--- Quoted passage Enclosed Below ---

Sunday, May 2, 2010

I am "sixing" tired of your ignorance.

First of all, I want you to know that I'm pissed off about this. And in my mind I am using item #6 from the George Carlin menu of the original seven words you can never say on television to express my outrage a whole #6ing lot.

I just saw this news story, "Libraries must find new ways to stay relevant" by Bill Maxwell, Times correspondent.

The article cites some study that says that scholars no longer visit libraries for research:
"Traditional research practices relied heavily on the library itself and on locally implemented library-provided tools for discovery of books, journal articles, and other materials," authors of the report write,.."
Big #3ing deal.

First of all, the study has one fact completely wrong. Traditional research practices HAVE NOT relied heavily on the library itself.

What we like to think of as traditional research practices, meaning primarily during the last century, have relied on libraries for research. But if old movies have taught me anything, prior to universities and public libraries providing access to large print collections, most of the world's important information was stored in tombs or temples or creepy old haunted houses. All the best research was private and required a little social networking for access. Dr. Frankenstein didn't pop over to the college library to learn how to reanimate the dead. And Chris Lee knows all too well that the man posing as a librarian hired to organize the Count's library is really there to stake him. Traditionally, most libraries were private or secret.

What librarians have traditionally said over the years is, "Oh, we know lots of guys who are exhuming freshly buried corpses and attempting to reanimate the tissue. We should get a copy of that book." And then the librarians found a place to put all those books and that became the central storehouse for that knowledge. This saved every scientist from wandering the country trying to get a peek at these texts before the townsfolk burned them along with the monster when they torched the good doctor's castle.

So no, the library does not create the librarian. It's the reverse that is always true. And so the library isn't confined to a single location. I hate hearing that libraries are "old" and that librarians seem to work in some Eighteenth Century mindset where we carve our pen nibs from turkey feathers and produce candles from whale oil. I talked to a newspaper reporter one day last year who was surprised I knew what Twitter was: WT#3!

--- End of Enclosed Quoted passage ---

▶ _Tasks to carry out_:
1. According to the blog post about libraries, where was most of the world's important information stored before universities and public libraries gave access to large print collections? List every place it names.
2. Continue the blog post about libraries from the point where it stops.

--- Dataset Enclosed Below ---

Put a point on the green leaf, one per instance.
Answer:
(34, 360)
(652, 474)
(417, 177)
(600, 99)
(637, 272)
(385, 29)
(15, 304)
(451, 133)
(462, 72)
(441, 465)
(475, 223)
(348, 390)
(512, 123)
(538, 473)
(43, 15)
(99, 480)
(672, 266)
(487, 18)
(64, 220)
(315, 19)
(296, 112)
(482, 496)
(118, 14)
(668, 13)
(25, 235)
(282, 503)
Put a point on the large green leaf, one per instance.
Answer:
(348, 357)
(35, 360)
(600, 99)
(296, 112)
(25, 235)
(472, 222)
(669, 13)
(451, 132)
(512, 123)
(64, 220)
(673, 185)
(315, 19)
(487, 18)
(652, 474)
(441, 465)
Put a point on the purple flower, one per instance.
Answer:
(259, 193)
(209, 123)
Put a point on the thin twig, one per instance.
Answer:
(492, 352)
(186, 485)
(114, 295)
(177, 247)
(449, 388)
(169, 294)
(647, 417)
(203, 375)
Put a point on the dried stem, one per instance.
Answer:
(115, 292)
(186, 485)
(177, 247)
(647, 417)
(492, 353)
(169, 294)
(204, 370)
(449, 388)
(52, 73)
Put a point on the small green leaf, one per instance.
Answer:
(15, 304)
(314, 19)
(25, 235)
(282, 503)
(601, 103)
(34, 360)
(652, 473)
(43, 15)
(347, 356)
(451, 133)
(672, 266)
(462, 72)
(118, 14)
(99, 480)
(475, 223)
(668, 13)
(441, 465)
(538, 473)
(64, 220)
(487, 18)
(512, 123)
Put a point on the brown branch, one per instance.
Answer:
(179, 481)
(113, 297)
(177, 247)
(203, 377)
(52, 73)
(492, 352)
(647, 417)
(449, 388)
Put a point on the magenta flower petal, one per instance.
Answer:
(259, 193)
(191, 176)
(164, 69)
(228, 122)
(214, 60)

--- End of Enclosed Dataset ---

▶ _Answers for the tasks_:
1.
- Tombs
- Temples
- Creepy old haunted houses

2.
Floridians have the Florida Electronic Library, an online collection of databases accessible from anywhere with any Florida library card. But now (or soon), the collection can be used from any recognized IP within the state, sans card:
"... when a user anywhere in Florida visits the FEL site, our authentication module will recognize their IP address and their affiliated zip code. Users coming from a Florida location will be automatically authenticated to use the FEL resources without having to go through a log-in routine."
For those who think that a library is a building, that means the whole #6ing state is a #6ing library.

A librarian has the skills to archive and organize and classify any damn thing you can find. I don't have my notes, but I think my cataloging class in library school had me create a record for a used tea bag. (I remember it was some physical object.)

Wherever you find a librarian, you'll find a library. NOT the other way around. That's why it always sends me into a rage when I see these stories about libraries needing to remain relevant in the digital age. Don't worry, librarians will figure it out. Doctors don't need hospitals to do doctoring and lawyers don't need ambulances to do lawyering.

Whether it's information on the web or in your phone or piled up on the floor after the undead apocalypse. Librarians will sort it out, organize it and make it available for everyone.

Librarians do it. No, don't say "Librarians Dewey It." That might look cute on a bumper sticker, and I might grin when I see it, but I'm ticked off here. Librarians Do It. Because that's how you make a motherfucking library.